Records from a collection:
◆ ◆ ◆ ◆ ◆ ◆ ◆
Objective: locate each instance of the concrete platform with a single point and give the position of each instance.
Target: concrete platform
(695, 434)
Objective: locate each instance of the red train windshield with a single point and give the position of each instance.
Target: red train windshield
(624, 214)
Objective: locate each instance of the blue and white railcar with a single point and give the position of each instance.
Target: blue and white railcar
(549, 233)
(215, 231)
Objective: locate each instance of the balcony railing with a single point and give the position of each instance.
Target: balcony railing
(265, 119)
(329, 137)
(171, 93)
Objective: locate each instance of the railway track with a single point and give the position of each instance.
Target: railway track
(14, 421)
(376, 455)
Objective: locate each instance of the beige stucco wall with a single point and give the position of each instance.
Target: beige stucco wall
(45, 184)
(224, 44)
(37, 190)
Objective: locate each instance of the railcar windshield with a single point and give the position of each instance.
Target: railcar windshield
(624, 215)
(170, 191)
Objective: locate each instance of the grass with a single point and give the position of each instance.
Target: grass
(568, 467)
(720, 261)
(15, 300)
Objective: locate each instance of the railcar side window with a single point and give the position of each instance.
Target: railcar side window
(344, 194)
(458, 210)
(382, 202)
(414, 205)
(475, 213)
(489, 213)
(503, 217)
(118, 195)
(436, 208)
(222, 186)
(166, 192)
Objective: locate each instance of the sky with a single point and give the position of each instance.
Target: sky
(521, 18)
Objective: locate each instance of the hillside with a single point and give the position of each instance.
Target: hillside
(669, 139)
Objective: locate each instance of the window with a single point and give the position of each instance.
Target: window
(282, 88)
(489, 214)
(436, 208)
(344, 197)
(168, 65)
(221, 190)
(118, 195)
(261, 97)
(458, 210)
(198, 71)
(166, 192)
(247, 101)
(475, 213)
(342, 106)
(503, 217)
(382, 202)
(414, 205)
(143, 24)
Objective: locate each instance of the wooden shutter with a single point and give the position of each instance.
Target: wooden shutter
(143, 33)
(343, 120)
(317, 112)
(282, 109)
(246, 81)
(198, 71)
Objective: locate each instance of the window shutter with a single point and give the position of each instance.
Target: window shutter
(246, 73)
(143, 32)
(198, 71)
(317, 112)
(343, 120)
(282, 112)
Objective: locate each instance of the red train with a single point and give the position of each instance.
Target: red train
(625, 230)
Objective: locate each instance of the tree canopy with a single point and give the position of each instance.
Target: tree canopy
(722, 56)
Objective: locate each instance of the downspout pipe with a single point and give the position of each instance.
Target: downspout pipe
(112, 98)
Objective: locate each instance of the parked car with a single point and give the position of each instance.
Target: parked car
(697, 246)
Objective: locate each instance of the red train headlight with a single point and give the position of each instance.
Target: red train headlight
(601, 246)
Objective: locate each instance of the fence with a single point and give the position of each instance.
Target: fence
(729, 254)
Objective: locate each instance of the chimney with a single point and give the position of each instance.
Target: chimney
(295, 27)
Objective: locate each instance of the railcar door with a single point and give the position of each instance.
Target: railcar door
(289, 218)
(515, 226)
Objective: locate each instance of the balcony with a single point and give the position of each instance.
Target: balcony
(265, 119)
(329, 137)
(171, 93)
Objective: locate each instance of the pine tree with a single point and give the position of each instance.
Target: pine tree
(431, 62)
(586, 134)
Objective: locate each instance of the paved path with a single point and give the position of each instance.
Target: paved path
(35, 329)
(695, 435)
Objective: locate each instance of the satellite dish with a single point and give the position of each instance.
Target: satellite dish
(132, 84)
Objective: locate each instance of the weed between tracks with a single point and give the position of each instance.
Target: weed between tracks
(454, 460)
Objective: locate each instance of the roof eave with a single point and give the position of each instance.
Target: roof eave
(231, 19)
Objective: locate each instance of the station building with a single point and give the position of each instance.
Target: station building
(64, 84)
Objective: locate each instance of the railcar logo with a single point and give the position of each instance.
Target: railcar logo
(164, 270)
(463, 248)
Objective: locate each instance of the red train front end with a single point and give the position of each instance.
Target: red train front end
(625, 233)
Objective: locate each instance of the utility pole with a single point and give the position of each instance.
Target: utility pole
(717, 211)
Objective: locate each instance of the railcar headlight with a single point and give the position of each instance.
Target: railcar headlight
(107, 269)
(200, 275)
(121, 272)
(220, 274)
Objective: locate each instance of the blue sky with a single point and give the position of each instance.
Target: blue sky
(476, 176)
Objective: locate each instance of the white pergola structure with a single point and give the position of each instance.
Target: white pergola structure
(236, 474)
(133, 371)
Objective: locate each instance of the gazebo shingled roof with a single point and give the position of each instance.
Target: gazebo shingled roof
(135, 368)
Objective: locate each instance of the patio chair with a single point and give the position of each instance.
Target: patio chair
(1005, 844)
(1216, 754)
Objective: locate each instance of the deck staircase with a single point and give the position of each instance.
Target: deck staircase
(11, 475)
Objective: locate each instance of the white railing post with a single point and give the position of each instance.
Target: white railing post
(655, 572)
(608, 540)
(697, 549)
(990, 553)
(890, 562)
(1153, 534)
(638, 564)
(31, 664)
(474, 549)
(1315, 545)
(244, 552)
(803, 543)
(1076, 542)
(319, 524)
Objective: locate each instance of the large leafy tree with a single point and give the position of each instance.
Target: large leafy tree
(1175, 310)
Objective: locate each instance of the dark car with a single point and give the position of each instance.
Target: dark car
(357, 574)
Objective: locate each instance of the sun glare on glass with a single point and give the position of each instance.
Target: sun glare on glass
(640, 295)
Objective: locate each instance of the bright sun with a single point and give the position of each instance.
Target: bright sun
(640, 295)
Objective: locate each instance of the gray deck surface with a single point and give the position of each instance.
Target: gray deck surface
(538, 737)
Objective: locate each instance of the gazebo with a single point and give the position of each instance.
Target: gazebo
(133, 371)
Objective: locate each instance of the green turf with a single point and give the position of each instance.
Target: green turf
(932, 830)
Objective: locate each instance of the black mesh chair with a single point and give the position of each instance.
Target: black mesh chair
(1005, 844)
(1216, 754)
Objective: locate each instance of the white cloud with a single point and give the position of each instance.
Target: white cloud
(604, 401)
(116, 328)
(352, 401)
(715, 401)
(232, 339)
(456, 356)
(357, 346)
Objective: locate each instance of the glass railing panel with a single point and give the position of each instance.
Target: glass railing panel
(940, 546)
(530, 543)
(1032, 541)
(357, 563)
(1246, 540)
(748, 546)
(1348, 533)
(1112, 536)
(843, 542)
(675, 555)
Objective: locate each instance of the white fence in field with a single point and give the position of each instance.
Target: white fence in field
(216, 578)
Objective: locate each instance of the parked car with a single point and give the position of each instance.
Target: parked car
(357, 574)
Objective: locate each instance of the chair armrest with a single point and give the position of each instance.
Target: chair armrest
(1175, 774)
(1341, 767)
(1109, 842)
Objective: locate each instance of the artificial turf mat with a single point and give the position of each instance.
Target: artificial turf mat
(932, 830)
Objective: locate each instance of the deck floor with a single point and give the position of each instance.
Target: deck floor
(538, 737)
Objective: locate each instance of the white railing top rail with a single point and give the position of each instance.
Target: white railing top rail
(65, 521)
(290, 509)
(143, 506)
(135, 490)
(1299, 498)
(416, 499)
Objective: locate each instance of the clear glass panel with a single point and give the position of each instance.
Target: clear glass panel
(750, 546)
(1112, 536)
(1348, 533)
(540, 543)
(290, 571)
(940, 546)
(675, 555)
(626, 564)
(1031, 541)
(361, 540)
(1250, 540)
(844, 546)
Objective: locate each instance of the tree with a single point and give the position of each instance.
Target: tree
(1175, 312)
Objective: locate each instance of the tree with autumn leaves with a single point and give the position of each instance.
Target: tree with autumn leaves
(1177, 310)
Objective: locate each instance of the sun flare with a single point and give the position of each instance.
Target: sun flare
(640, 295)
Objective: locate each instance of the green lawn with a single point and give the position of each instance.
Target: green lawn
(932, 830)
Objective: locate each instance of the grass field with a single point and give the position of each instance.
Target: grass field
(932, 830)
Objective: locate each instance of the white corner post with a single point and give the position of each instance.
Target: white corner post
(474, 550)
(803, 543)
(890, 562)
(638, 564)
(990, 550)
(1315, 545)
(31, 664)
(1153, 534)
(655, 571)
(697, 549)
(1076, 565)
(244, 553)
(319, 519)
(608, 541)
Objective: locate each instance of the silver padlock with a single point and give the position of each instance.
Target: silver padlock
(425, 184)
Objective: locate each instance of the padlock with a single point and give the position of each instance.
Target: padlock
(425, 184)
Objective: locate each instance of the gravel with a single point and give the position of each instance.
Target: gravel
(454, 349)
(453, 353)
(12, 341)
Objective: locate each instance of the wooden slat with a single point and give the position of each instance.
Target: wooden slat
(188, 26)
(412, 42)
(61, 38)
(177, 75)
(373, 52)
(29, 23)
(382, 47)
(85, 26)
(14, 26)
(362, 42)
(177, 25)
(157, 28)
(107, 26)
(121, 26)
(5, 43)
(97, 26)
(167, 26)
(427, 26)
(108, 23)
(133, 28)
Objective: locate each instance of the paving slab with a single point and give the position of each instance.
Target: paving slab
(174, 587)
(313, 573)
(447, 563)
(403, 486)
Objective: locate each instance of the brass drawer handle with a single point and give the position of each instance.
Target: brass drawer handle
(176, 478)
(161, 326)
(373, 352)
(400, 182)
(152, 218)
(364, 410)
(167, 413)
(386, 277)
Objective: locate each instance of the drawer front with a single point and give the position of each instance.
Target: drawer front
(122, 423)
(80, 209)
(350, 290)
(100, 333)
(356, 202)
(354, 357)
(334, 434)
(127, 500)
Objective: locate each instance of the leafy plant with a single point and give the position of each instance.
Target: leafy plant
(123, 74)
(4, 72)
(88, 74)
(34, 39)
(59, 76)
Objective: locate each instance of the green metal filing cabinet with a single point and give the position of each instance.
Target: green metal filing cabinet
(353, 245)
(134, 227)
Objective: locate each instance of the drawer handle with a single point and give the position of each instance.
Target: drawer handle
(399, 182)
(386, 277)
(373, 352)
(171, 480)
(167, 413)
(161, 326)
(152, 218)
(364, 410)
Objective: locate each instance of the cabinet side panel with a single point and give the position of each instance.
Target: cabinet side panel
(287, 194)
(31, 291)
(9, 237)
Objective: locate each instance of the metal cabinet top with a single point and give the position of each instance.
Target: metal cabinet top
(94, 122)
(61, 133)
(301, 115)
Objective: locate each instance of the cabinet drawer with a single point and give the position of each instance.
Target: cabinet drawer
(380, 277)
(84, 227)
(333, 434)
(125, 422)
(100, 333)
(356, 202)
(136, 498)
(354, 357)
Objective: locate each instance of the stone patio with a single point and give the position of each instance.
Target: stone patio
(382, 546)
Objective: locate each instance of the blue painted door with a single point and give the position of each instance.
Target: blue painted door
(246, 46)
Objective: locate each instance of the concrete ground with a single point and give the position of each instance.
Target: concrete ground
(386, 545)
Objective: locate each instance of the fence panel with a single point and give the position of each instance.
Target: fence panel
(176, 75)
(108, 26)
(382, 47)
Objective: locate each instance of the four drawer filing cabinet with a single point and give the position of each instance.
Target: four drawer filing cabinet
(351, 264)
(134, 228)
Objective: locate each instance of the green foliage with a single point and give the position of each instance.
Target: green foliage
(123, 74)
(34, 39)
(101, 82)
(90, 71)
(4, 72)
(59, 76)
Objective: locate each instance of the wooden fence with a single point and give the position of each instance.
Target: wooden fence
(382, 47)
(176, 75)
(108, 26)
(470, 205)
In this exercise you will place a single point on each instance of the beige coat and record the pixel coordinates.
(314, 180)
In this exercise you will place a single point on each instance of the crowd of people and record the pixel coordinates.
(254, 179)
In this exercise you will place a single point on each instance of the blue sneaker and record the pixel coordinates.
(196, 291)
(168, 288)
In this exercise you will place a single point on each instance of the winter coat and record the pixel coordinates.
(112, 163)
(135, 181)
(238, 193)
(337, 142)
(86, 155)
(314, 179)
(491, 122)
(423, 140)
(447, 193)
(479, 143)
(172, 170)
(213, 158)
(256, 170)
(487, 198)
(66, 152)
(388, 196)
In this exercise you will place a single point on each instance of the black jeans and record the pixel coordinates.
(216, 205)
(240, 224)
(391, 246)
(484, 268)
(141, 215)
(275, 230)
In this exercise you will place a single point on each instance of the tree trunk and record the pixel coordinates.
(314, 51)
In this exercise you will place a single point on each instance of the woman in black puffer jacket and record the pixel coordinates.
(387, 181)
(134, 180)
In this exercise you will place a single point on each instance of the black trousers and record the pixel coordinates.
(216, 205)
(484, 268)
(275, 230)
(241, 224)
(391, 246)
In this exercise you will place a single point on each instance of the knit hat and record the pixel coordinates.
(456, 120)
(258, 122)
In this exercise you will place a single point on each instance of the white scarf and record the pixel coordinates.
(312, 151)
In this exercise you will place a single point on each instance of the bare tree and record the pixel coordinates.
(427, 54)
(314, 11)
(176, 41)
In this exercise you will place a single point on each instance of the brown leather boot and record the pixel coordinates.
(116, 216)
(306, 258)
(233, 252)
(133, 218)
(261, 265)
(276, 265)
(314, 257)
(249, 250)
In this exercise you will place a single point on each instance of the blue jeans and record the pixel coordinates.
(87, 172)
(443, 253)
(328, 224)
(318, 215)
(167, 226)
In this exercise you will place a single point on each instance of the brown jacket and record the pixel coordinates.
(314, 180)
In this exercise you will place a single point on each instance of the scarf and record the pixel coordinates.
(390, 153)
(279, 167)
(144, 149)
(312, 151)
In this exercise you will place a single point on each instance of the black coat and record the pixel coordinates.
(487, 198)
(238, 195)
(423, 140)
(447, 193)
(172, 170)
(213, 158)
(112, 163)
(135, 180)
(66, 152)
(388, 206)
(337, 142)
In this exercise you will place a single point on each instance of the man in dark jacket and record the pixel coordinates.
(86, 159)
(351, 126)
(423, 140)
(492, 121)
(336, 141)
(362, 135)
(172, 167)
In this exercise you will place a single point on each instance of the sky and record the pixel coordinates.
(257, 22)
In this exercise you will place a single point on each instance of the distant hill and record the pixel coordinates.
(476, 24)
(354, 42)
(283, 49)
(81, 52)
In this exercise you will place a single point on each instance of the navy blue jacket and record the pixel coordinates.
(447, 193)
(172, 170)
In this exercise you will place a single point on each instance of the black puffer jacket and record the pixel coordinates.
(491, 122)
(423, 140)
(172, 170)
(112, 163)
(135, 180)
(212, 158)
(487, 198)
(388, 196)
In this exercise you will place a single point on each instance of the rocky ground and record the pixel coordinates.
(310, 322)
◆ ◆ ◆ ◆ ◆ ◆ ◆
Instructions to follow
Beginning with the line above that contains "Objective: locate each instance of the red train front", copy each line exactly up to and including the line that contains "Objective: locate each instance of the sun glare", and go no further.

Finished task
Objective: locate each instance of the red train front end with a single point and give the position of each instance.
Target: red train front end
(625, 233)
Objective: locate each instance of the utility pole with a single point and give the position of each instance.
Target: utility pole
(717, 211)
Objective: locate each instance of the railcar headlight with a single point and give the position of each instance.
Target: railcar headlight
(107, 269)
(200, 275)
(121, 272)
(220, 274)
Objective: locate each instance of the blue sky with a single point and give the position of each instance.
Target: blue sky
(476, 176)
Objective: locate each instance of the white pergola structure with a single point and give the position of each instance.
Target: white pergola structure
(236, 474)
(133, 371)
Objective: locate each instance of the gazebo shingled roof with a single point and give the position of each instance.
Target: gazebo shingled roof
(135, 368)
Objective: locate each instance of the patio chair with a single point and give the position of each instance.
Target: patio chair
(1005, 844)
(1216, 754)
Objective: locate each instance of the deck staircase with a single point and give the position of each instance.
Target: deck staircase
(11, 475)
Objective: locate each instance of the white railing post with a single point and give the position of each instance.
Target: white railing post
(655, 572)
(608, 540)
(697, 549)
(990, 553)
(890, 562)
(1153, 534)
(638, 564)
(31, 664)
(474, 549)
(1315, 545)
(244, 552)
(803, 543)
(1076, 542)
(319, 524)
Objective: locate each instance of the large leafy tree with a single point and give the position of each instance.
Target: large leafy tree
(1175, 310)
Objective: locate each instance of the dark car with a single point and give the position of each instance.
Target: dark car
(357, 574)
Objective: locate each instance of the sun glare on glass with a single point and give the position of each instance.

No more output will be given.